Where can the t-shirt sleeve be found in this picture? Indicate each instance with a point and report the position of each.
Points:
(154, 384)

==

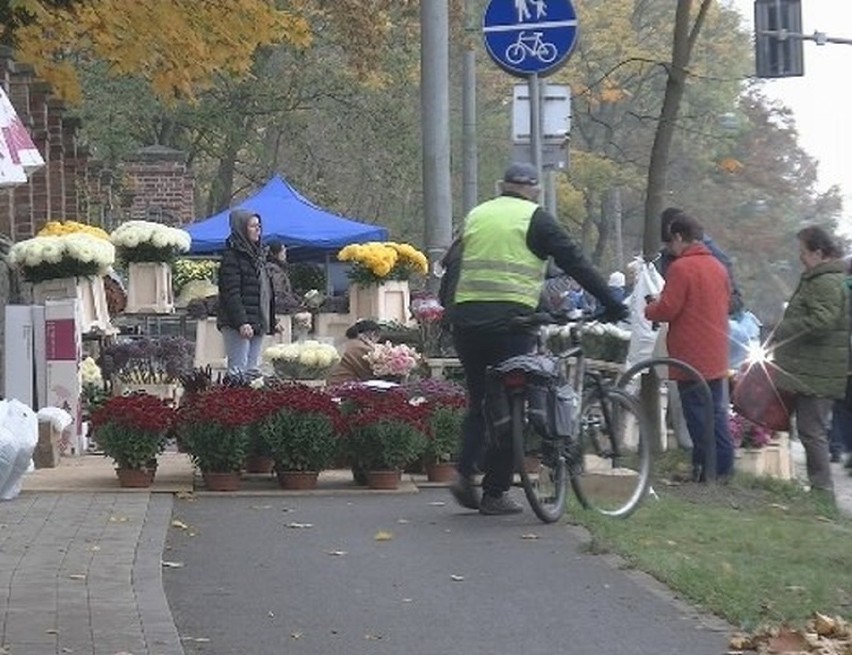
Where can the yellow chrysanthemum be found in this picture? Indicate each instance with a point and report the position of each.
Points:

...

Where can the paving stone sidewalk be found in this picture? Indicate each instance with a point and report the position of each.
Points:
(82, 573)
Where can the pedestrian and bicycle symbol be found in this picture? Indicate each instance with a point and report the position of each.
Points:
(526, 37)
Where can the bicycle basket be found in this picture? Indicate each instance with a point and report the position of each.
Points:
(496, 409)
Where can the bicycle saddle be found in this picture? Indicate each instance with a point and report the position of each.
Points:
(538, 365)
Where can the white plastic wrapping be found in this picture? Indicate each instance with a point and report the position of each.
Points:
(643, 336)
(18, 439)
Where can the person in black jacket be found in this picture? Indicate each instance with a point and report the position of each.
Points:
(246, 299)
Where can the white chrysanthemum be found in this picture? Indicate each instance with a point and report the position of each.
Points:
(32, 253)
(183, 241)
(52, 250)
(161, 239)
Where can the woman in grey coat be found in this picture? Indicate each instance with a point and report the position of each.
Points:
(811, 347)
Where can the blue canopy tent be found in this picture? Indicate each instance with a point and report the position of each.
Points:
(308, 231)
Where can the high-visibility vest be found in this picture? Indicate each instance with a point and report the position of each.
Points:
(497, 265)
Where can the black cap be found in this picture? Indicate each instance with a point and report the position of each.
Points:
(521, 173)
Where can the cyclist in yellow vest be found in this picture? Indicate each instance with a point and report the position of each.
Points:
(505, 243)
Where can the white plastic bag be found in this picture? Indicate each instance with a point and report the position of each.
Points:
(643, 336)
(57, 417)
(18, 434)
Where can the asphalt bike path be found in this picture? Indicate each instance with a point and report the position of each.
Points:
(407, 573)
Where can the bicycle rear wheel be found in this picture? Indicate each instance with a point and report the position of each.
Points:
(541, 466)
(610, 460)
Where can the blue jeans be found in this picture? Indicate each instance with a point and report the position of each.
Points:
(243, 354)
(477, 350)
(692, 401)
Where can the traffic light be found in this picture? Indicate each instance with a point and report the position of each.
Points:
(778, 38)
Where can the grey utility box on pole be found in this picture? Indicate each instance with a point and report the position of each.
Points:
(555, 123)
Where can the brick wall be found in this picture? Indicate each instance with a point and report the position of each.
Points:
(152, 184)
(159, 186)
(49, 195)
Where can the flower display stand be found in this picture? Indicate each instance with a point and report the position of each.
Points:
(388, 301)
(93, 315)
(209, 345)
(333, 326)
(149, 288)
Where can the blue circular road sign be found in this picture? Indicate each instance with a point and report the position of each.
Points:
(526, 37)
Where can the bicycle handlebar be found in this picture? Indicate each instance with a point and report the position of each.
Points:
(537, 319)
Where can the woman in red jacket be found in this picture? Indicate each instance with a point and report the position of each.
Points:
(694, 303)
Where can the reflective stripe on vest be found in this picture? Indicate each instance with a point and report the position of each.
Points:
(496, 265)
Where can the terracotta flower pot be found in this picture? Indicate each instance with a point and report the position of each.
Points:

Exercise prompt: Within the listing above, copy each line that has the string "woman".

Answer to this exercise:
Where can the woman in grey coat be found in this picture? Indicate each instance with a point and report the position of each.
Where can the woman in red jacket be found in this picture? Indicate each instance with a point and report the position of each.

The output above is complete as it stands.